* _ASSIGNMENT 1_: Summarize the excerpt in two sentences.
* _ASSIGNMENT 2_: In one or two sentences, explain why the excerpt says an authentic standard was used in the fatty acid methyl ester analysis.
* _ASSIGNMENT 3_:
Answer these questions from the excerpt:
(a) Which carrier gas was used, and at what flow rate?
(b) Which software version was used for the statistical analysis?
(c) What marbling score is reported for the palm oil-fed steers?

* _EXERCISE TEXT_:
════════════════════

Total lipids of the diets (5 g) and i.m. adipose tissue (100 mg) were extracted and fatty acid methyl esters (FAME) were prepared as described previously (Archibeque et al., 2005). The diets were sampled at three intervals and the data pooled (Table 2). FAME were analyzed by GC-FID (model CP-3800 equipped with a CP-8200 auto-sampler; Varian Inc, Palo Alto, CA, USA). Separation of FAME was accomplished on a fused silica capillary column (100 m×0.25 mm ID) (model CP-3800, Varian Inc, USA) with the helium as carrier gas (flow rate = 1.7 mL/min). One microliter of sample was injected with the split ratio of 100:1 at 270°C. Oven temperature was set at 165°C for 65 min and then increased to 235°C (°C/min) and held for 15 min. Flame ionization detector (FID) detected the signal at 270°C. An authentic standard (GLC 68D, Nu-chek Prep, Waterville, MN, USA) was used to confirm the identity of each peak.

Statistical analyses

Data were analyzed using the general linear mixed models (GLMM) procedures of IBM SPSS version 20.0 (IBM Co., Armonk, NY, USA) as appropriate for completely randomized designs. The model tested the main effects of diet, time on feed, and the diet×time on feed interaction. At slaughter, the adipose tissue depot (s.c. vs i.m.), diet, and adipose tissue×diet effects were tested. Means were separated by the Fisher’s protected least significant difference and considered different at p<0.05, although trends (p≤0.10) also are discussed.

RESULTS

Palm oil had no effect on average daily gain (ADG), average daily intake (ADI), or the gain:feed ratio (G:F), whereas soybean oil depressed ADG (p = 0.02), ADI (p = 0.04) and G:F (p = 0.05), relative to control and palm oil-fed steers (Table 4). However, final BW (p = 0.19) and carcass weight (p = 0.45) were unaffected by supplemental dietary oils. Marbling scores tended (p<0.09) to be different between palm oil-fed steers (Modest09) and soybean oil-fed steers (Small55). Neither palm oil nor soybean oil significantly affected 12th thoracic rib fat thickness or kidney, pelvic, and heart fat (p≥0.15).

════════════════════

* _STUDY MATERIAL_:
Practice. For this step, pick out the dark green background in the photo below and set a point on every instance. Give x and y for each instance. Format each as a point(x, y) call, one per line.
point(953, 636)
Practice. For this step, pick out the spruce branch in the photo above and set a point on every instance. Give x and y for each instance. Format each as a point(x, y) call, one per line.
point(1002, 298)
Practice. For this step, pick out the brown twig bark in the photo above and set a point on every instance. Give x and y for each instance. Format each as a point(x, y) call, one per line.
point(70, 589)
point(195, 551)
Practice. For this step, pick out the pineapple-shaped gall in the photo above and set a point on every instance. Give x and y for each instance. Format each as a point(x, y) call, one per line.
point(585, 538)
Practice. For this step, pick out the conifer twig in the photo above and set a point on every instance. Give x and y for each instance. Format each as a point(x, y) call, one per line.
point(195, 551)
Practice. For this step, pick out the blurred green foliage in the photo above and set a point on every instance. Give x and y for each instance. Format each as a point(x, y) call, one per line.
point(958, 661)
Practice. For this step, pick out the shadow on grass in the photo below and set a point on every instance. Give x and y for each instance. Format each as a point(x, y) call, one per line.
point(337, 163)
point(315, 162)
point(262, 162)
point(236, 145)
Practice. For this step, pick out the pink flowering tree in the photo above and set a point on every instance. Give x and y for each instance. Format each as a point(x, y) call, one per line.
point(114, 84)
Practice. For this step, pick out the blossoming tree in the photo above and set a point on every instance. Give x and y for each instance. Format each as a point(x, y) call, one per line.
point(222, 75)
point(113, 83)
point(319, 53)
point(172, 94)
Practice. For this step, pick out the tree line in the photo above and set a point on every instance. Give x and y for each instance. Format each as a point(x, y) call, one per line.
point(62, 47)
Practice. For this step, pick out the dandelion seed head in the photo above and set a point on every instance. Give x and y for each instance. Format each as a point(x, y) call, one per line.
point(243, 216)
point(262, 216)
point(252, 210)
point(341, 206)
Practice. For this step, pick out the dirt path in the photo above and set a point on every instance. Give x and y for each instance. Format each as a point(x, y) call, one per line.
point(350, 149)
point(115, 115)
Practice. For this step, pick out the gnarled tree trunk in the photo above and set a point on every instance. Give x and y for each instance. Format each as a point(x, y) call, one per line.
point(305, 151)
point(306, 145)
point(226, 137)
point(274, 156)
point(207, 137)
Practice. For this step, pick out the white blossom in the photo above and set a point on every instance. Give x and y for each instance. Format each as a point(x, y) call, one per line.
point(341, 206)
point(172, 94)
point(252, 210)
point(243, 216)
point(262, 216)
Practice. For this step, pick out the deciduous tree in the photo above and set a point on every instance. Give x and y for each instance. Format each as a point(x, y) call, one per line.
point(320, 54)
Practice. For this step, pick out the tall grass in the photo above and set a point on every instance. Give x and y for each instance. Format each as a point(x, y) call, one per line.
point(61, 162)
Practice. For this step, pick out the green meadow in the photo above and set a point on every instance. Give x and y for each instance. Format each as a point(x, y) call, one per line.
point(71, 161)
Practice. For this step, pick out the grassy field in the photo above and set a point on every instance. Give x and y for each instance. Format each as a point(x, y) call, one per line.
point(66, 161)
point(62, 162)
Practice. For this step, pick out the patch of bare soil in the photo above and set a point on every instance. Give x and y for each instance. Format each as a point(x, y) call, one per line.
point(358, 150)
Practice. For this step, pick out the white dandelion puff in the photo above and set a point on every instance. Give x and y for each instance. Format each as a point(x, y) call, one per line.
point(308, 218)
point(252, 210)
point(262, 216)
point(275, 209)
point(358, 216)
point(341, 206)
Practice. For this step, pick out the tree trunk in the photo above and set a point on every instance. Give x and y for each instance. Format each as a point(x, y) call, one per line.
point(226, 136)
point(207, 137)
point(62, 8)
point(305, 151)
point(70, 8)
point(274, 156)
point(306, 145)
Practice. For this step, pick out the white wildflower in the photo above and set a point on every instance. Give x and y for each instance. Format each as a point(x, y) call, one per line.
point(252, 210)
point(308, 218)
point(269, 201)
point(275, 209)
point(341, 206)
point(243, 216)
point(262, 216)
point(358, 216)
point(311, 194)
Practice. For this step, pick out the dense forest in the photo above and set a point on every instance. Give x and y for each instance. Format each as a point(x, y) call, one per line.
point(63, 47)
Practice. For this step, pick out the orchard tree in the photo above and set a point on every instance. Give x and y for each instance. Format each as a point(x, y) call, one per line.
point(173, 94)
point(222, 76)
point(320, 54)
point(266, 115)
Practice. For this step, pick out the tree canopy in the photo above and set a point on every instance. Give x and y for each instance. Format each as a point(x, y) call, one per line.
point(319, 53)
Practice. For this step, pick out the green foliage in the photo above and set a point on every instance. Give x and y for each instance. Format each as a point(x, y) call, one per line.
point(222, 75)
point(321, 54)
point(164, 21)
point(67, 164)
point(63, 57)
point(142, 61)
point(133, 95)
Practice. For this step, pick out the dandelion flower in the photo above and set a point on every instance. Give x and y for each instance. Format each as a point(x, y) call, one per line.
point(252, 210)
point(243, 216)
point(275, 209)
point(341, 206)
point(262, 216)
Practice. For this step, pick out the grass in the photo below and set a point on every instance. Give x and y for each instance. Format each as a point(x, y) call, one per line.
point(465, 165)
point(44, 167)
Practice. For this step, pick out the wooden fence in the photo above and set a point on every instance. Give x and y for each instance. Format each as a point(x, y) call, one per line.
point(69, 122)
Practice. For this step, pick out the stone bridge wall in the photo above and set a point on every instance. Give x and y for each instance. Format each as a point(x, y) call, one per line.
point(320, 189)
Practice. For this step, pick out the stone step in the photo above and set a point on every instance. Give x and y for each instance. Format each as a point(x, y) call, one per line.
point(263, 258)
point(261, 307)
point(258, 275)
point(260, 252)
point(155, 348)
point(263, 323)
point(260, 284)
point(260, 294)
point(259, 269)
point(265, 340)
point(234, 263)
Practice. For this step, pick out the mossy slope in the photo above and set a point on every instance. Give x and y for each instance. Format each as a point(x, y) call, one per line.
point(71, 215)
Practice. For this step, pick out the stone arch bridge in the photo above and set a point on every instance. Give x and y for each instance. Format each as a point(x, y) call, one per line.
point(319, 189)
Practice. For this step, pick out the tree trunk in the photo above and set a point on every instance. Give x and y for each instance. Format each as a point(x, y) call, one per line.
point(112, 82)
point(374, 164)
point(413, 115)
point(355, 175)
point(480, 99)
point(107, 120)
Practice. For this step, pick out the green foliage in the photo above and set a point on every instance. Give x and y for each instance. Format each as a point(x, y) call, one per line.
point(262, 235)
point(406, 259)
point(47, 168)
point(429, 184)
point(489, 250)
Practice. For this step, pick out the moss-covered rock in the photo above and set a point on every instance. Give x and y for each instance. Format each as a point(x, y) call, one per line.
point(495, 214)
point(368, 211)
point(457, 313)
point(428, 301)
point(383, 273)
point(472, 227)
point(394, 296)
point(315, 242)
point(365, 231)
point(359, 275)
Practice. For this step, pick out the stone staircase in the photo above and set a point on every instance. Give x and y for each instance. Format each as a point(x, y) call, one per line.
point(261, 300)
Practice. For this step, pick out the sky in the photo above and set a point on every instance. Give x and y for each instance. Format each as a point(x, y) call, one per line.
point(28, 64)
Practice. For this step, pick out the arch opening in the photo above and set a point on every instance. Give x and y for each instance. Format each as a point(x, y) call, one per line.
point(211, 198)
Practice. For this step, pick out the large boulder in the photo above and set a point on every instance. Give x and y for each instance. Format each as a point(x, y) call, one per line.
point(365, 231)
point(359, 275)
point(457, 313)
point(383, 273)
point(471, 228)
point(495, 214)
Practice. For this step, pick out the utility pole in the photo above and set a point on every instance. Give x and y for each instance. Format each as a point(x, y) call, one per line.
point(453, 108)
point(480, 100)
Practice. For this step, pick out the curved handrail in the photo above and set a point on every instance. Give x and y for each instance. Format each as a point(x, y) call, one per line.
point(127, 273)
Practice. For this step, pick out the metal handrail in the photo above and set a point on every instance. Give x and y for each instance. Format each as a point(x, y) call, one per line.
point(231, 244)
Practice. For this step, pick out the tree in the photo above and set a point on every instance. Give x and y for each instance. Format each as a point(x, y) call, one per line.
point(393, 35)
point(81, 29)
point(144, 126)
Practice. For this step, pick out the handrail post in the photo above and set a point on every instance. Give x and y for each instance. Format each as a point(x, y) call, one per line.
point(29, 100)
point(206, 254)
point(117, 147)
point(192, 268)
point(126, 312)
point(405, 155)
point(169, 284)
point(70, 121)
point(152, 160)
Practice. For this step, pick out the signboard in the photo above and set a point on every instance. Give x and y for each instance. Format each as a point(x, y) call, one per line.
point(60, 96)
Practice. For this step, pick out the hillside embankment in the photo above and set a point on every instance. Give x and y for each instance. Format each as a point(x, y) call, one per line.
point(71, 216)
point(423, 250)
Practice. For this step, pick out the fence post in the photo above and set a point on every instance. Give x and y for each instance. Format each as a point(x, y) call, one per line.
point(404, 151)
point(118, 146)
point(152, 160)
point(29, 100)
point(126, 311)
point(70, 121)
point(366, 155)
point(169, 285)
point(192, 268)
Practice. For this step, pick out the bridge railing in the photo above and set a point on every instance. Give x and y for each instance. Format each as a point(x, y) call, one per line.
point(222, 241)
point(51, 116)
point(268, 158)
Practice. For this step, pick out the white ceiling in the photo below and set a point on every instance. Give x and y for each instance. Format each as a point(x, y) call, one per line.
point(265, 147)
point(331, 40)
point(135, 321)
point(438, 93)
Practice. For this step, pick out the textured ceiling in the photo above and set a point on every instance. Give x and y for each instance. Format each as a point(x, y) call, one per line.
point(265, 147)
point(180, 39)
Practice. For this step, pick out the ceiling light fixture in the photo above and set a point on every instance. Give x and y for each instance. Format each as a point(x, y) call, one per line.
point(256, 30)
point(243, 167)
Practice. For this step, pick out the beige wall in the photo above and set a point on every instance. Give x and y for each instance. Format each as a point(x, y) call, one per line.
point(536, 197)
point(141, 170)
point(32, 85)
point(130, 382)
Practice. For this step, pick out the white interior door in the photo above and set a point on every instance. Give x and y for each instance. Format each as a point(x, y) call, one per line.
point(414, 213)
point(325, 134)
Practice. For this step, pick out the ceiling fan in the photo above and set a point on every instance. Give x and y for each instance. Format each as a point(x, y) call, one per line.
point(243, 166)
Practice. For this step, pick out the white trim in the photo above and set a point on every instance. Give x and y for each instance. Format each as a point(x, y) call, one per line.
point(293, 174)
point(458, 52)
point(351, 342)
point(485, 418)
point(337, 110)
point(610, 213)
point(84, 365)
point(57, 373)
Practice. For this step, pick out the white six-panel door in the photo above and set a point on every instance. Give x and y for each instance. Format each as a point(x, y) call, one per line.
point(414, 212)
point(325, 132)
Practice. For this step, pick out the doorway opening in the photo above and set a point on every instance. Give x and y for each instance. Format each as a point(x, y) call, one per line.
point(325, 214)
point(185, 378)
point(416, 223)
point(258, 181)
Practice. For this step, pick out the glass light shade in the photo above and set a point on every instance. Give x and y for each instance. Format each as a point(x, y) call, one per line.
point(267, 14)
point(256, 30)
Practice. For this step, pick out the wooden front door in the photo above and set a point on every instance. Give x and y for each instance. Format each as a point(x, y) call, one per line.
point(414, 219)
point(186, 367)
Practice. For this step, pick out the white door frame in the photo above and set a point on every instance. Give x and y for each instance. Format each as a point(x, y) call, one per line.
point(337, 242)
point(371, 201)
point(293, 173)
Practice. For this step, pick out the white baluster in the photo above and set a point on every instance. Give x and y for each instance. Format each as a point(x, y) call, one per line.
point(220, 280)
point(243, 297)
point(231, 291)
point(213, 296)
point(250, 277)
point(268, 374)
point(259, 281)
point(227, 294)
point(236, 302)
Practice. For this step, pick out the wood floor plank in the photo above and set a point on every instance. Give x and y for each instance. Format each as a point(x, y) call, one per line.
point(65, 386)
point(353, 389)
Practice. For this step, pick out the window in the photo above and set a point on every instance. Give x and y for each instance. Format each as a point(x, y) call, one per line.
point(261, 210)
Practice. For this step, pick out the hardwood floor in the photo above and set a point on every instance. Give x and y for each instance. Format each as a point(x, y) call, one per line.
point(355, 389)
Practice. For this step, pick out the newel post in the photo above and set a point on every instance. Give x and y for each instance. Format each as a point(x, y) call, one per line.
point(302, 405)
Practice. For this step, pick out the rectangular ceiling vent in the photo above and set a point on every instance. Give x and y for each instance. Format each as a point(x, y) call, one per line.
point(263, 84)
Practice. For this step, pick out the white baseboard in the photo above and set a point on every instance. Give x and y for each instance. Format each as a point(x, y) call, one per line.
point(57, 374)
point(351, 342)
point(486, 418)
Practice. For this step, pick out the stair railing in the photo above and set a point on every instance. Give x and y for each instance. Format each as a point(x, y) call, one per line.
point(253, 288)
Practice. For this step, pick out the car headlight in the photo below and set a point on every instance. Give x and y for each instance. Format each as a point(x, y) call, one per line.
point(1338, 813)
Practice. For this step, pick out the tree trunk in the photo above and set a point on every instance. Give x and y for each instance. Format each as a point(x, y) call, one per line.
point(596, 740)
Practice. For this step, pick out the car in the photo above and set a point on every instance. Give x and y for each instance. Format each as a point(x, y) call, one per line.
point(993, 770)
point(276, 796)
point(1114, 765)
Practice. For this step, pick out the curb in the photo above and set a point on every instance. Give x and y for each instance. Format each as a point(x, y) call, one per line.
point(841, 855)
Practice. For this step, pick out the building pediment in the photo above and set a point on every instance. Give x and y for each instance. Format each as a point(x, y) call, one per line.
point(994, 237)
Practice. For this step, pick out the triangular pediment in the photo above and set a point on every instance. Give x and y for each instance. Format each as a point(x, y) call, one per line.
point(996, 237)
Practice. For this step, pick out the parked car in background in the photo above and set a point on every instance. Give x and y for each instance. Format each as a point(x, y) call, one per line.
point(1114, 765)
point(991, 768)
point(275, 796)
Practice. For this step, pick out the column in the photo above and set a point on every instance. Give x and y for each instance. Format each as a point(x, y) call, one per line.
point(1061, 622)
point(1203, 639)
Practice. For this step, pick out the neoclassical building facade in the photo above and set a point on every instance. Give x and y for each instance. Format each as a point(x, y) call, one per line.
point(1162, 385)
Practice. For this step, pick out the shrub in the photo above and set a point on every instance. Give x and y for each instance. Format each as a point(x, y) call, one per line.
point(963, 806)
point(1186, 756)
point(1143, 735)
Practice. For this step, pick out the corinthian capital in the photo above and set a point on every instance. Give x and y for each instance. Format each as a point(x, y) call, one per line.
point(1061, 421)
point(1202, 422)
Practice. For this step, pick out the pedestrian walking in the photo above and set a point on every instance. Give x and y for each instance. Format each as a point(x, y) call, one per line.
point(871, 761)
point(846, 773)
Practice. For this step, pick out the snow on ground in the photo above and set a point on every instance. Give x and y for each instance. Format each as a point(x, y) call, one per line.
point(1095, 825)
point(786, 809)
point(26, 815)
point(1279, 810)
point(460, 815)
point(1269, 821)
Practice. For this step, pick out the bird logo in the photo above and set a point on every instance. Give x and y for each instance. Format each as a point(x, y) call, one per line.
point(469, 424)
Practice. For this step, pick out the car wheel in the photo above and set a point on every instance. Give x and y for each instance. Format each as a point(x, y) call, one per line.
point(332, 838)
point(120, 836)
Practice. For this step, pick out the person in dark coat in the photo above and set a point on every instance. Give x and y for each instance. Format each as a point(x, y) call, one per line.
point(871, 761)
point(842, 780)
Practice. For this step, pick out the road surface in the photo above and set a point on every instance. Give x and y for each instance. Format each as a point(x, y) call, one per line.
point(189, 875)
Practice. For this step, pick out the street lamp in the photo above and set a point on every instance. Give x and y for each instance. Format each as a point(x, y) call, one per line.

════════════════════

* _ANSWER AREA 1_: Lipids from the diets and intramuscular adipose tissue were extracted, converted to fatty acid methyl esters, and analyzed by gas chromatography with flame ionization detection, and the data were evaluated with general linear mixed models in IBM SPSS. Soybean oil, but not palm oil, depressed average daily gain, average daily intake, and gain:feed ratio, while final body weight, carcass weight, 12th rib fat thickness, and kidney, pelvic, and heart fat were not significantly affected by the supplemental oils.

* _ANSWER AREA 2_: The authentic standard, GLC 68D from Nu-chek Prep, was used to confirm the identity of each peak detected in the gas chromatography analysis.

* _ANSWER AREA 3_:
(a) Helium, at a flow rate of 1.7 mL/min.
(b) IBM SPSS version 20.0.
(c) Modest09.